__Work required__
Please write out exactly the lines that begin at the line containing "Target: blurred background" and run to the end of the records.

** begin **

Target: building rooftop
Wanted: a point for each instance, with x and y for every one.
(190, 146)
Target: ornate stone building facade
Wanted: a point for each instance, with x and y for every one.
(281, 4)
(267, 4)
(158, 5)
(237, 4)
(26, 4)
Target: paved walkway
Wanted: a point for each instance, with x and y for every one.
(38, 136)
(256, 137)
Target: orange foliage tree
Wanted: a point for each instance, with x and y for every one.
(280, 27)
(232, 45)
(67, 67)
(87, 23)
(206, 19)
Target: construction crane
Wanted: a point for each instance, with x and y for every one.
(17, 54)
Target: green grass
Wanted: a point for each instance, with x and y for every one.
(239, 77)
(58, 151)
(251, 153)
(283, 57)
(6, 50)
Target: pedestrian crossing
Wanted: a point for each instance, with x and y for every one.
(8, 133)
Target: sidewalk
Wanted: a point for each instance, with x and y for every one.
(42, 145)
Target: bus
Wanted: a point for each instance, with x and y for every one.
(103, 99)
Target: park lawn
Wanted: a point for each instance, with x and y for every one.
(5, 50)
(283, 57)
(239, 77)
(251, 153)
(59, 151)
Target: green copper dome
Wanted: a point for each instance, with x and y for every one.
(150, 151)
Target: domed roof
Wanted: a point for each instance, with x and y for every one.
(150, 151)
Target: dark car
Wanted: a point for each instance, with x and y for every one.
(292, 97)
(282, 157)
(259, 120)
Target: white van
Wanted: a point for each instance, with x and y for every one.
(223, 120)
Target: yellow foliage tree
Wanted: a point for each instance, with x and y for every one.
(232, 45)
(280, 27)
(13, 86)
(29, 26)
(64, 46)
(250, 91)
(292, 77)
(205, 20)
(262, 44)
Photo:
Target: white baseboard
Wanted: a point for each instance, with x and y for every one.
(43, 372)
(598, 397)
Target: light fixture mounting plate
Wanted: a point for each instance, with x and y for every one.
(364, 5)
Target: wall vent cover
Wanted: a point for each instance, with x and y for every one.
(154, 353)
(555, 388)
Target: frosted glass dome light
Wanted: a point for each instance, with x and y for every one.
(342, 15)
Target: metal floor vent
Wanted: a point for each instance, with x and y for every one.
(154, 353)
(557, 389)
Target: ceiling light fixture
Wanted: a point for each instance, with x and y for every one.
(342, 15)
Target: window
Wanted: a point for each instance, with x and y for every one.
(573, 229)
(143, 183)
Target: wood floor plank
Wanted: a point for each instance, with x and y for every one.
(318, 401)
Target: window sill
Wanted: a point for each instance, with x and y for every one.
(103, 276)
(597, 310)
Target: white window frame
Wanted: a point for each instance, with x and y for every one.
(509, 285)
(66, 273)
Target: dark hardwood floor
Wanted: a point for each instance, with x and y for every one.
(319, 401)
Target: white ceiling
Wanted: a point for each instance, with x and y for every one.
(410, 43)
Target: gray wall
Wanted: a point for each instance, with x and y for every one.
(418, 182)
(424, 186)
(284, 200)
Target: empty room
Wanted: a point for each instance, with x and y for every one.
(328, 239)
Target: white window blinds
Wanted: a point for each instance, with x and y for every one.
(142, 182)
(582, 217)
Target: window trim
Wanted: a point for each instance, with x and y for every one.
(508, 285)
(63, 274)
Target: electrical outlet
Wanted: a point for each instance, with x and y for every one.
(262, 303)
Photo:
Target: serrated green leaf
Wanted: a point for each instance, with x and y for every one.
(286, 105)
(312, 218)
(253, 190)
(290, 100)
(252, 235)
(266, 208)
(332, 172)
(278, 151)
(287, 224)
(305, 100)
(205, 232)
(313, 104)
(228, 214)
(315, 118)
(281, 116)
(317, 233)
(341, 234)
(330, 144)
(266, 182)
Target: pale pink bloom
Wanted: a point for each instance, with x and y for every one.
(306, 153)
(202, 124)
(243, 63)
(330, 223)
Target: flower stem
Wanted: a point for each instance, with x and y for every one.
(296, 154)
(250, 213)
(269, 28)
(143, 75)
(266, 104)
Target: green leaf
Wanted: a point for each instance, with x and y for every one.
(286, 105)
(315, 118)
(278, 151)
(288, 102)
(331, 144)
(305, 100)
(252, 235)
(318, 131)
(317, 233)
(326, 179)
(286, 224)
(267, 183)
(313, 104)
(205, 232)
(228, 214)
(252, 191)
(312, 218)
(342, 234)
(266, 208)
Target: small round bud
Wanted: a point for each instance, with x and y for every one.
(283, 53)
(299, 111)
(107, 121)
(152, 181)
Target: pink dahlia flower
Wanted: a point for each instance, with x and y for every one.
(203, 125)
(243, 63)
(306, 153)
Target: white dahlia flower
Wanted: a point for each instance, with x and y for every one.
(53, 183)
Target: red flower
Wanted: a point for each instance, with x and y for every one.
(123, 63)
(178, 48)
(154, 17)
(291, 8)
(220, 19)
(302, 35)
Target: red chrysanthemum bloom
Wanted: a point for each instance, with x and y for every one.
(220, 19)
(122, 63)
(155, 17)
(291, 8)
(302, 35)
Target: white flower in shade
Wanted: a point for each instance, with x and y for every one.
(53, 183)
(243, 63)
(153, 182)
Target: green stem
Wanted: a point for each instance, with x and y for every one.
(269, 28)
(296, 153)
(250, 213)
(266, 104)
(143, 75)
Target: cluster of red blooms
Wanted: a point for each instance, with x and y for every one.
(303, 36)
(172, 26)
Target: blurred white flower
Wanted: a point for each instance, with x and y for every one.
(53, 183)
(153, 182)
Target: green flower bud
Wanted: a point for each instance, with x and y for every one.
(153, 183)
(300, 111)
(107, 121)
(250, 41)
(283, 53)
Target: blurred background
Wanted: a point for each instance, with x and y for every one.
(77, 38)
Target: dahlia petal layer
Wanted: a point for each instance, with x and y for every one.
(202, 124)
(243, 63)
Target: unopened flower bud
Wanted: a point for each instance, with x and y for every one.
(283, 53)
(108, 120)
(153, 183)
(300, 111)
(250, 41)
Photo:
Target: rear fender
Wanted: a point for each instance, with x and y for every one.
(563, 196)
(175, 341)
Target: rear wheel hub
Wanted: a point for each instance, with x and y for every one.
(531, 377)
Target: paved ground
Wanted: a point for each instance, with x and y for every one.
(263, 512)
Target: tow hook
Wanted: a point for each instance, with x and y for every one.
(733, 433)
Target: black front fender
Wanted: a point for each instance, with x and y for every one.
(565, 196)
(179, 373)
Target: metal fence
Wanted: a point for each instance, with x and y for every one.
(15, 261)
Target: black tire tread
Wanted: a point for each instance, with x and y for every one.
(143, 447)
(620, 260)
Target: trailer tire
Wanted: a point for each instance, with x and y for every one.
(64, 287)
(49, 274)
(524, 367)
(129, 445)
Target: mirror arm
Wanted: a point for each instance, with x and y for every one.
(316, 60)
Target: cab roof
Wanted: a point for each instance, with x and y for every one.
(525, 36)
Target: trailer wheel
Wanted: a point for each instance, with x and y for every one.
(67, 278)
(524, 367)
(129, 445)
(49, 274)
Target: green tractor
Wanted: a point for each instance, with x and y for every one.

** end **

__Response for this exercise__
Target: blurred background
Wanted: a point for each instance, with x and y for every one.
(77, 38)
Target: dahlia petal layer
Wanted: a point for each instance, with x and y for every one.
(202, 124)
(243, 63)
Target: unopened flower bud
Wanted: a point for each instance, with x and y for every one.
(283, 53)
(108, 120)
(153, 183)
(300, 111)
(250, 41)
Photo:
Target: rear fender
Wanted: a point for each instance, with x and y for every one.
(563, 196)
(175, 341)
Target: rear wheel hub
Wanted: a point for each instance, with x and y for every one.
(531, 377)
Target: paved ground
Wanted: a point for each instance, with x and y for every one.
(263, 512)
Target: tow hook
Wanted: a point for each instance, with x and y for every one.
(733, 433)
Target: black front fender
Wanted: a point for each instance, with x and y for every one.
(565, 196)
(179, 373)
Target: metal fence
Wanted: a point for each instance, with x and y for every one.
(15, 261)
Target: black tire tread
Wanted: a point for each instance, with x and y for every one.
(143, 447)
(620, 260)
Target: trailer tire
Wanted: a point for each instance, with x and y for every one.
(64, 287)
(49, 274)
(524, 367)
(129, 445)
Target: mirror arm
Wanted: a point for each instance, with x and y for every one.
(316, 60)
Target: cab roof
Wanted: a point for each instance, with x and y for every one.
(525, 36)
Target: trailer wheel
Wanted: a point for each instance, with x and y for every one.
(67, 278)
(524, 367)
(129, 445)
(49, 274)
Target: green tractor
Wanted: a point for each instance, with x and y for every one.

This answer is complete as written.